> [Stated goal] Find each line of the data below that contains the string "ground" and copy those lines out. Matches must have the same case.

> [The data]

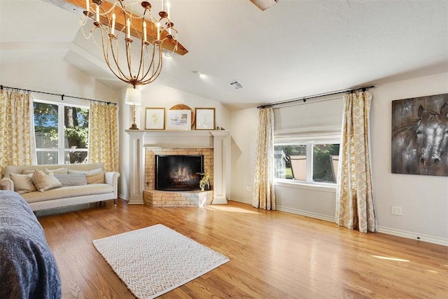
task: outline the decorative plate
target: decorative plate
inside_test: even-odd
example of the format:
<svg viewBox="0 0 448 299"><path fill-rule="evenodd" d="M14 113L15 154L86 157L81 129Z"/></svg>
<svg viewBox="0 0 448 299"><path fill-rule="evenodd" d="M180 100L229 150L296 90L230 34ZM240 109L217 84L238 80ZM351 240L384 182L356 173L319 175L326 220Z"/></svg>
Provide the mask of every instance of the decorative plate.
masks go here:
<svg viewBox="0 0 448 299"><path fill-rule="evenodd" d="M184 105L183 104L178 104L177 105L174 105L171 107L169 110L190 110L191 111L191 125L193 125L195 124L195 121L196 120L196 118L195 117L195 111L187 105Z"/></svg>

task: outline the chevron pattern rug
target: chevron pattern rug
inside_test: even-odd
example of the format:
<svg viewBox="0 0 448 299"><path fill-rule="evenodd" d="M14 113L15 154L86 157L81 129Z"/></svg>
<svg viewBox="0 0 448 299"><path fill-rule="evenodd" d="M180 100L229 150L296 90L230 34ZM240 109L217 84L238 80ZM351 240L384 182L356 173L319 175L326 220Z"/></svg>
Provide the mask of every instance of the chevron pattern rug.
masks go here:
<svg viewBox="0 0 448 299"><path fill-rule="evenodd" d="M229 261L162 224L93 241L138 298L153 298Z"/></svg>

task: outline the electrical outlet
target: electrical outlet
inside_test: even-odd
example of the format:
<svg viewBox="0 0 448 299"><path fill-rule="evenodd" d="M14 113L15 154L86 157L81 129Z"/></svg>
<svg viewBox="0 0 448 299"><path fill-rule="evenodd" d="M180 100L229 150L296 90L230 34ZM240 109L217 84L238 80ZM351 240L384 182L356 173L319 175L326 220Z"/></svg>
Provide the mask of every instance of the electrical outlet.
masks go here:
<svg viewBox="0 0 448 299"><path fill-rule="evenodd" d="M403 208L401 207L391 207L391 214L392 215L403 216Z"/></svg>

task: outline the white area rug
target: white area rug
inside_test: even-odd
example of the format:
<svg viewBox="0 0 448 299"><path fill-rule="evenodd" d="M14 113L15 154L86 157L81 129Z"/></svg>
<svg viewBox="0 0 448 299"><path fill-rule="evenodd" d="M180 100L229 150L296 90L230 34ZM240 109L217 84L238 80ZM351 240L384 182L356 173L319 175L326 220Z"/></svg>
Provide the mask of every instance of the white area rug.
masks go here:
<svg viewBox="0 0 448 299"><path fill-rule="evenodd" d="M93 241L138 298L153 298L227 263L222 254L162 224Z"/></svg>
--
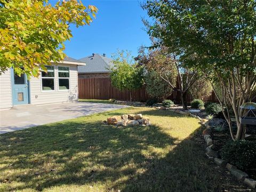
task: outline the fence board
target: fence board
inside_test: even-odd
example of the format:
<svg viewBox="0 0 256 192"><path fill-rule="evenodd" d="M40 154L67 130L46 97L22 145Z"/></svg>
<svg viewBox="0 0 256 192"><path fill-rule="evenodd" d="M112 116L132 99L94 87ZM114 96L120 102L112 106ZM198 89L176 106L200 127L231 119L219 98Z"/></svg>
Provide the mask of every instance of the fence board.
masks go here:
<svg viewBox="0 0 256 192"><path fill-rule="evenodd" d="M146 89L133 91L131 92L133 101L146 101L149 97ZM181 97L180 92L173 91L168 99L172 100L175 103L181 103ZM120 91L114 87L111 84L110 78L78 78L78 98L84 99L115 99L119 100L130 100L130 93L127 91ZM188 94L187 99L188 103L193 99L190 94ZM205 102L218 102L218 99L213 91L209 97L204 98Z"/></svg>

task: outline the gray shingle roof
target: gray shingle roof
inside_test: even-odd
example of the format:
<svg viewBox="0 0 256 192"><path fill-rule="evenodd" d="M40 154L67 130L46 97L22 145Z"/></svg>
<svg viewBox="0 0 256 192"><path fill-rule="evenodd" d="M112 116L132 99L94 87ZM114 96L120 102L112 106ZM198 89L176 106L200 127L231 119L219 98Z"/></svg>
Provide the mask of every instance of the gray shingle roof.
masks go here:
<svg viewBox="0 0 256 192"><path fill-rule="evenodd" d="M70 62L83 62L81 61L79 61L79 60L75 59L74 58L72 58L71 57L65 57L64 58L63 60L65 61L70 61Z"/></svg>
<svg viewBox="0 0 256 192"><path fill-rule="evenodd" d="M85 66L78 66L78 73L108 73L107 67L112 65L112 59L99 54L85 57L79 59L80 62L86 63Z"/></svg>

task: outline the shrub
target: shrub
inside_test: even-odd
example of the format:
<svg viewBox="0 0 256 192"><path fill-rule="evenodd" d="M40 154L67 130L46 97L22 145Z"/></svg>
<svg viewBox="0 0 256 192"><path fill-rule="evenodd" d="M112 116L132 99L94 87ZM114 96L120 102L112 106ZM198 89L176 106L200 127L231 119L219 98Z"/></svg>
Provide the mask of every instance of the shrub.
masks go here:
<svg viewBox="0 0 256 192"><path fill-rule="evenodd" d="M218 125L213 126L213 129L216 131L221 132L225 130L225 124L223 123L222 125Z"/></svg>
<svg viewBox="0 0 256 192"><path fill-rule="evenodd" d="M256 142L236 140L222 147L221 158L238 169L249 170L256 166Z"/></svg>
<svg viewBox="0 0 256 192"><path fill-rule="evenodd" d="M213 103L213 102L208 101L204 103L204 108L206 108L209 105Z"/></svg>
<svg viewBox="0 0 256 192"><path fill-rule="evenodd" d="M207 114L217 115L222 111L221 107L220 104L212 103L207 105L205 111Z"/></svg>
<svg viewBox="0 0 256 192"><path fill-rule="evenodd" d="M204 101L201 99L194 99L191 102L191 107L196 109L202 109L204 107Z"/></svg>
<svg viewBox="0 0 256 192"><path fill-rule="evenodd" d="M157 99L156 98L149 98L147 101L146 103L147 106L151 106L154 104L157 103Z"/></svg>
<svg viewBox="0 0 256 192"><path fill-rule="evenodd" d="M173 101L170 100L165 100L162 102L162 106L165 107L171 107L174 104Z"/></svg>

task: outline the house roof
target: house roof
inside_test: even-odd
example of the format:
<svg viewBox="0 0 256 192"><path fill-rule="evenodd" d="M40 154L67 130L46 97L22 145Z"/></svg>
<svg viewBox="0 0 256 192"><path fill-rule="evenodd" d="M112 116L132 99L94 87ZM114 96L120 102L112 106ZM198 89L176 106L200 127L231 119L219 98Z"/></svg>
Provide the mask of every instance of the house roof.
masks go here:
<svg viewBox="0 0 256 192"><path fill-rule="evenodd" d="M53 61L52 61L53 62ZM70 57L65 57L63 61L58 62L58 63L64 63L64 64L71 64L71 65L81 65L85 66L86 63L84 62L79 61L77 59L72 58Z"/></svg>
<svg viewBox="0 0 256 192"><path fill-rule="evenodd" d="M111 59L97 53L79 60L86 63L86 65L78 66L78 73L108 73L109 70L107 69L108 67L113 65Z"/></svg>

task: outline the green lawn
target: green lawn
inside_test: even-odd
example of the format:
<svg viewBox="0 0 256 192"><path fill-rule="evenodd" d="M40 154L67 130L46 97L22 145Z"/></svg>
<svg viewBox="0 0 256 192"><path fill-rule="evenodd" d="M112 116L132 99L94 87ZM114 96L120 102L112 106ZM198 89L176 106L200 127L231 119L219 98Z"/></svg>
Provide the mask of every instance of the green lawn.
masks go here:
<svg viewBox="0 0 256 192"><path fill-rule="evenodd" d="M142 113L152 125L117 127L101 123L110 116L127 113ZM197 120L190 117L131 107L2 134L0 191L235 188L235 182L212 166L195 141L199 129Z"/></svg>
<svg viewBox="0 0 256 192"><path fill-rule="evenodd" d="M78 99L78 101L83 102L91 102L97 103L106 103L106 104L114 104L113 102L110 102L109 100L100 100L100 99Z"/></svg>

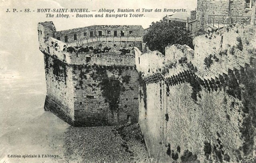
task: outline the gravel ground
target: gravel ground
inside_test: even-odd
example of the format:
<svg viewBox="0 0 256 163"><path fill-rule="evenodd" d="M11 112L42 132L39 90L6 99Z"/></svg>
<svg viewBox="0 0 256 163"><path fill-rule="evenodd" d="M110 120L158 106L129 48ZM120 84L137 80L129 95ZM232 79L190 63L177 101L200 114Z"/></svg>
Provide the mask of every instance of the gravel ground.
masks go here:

> [The reply]
task: outline the gravel ground
target: gravel ground
Provide the mask of every instance of the gravel ground.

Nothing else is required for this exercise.